**Exercices**
(1) Indiquez si chacune des affirmations suivantes concorde avec le texte sur Hippocrate, en répondant par oui ou par non et en citant à l'identique les mots décisifs du texte.
(a) Hippocrate exerçait toujours au même endroit.
(b) La constitution établit une correspondance terme à terme entre une météorologie et une maladie.
(c) Cyzique se trouve sur la côte asiatique de la mer de Marmara.
(2) D'après le texte sur Hippocrate, quelle double approche ce médecin propose-t-il ? Répondez en une phrase, s'il vous plaît.

**Texte proposé**

• • •

Reportez-vous aux livres I et II d'Hippocrate6 (qui sont attribués à lui-même et non à son école) où vous trouverez une étude bien structurelle de la question « des épidémies ». Nous y trouvons peut- être des matériaux biphasiques pour penser la question du Sinthome et des Symptômes.

Je vous rappelle qu’Hippocrate est avant tout un itinérant. Exemples de lieux de séjour de ce médecin « périodente »: l'île de Thasos, des villes de Thrace et de Thessalie au nord de la Grèce et même Cyzique, située sur la côte asiatique de la mer de Marmara (p. 3, 4, 5). Pour dire que la variété des lieux et des climats est essentielle dans la constitution du savoir médical hippocratique.

« La sortie de la maladie, les différents états du corps sont conçus comme étroitement liés aux conditions générales, climatiques et géographiques de l'endroit habité ».

Ne se croit-on pas face aux cartes du ministère de la santé ?

Fort de cette théorie, Hippocrate propose une double approche structurelle : l'examen des malades particuliers et une analyse d'ensemble que l'on nomme « constitution ». Ainsi on établit de grands tableaux cliniques qui résument les conditions météorologiques d'une année, de ses saisons, ainsi que les maladies qui s'y sont déclarées (cf. les nosographies de l'époque).

L'idée qui domine c'est qu'entre les deux séries, météorologiques et pathologiques, la constitution établit une correspondance : non pas terme à terme (cette météorologie, cette maladie) mais entre deux séries d'événements dont l'apparition semble, au fil des observations, indubitablement liée.

Écoutez la modernité de ses propos : « Dans l'épidémie des maux variés et capricieux font éclosion, parce que la régularité de la nature et donc des corps, a été brisée » p. 4. On voit à partir de la fonction de la médecine Hippocratique... La science des jours critiques et celle du pronostic y trouvent leur véritable source.

• • •

**Données fournies**

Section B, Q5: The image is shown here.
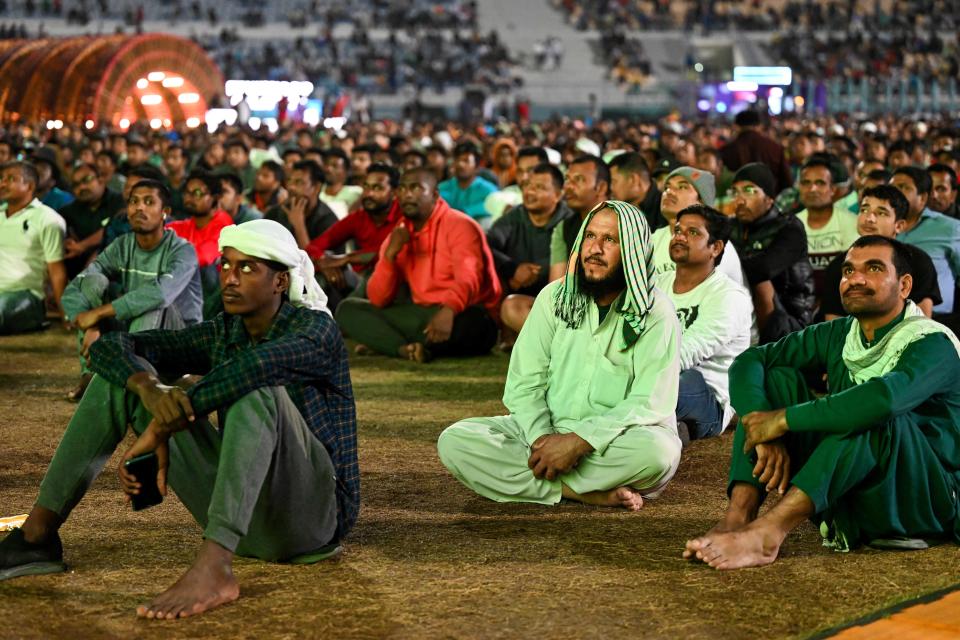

• • •

**Vos réponses**
(1)
(a) Non : « Hippocrate est avant tout un itinérant »
(b) Non : « non pas terme à terme (cette météorologie, cette maladie) mais entre deux séries d'événements »
(c) Oui : « Cyzique, située sur la côte asiatique de la mer de Marmara »

(2) Il propose l'examen des malades particuliers et une analyse d'ensemble que l'on nomme « constitution ».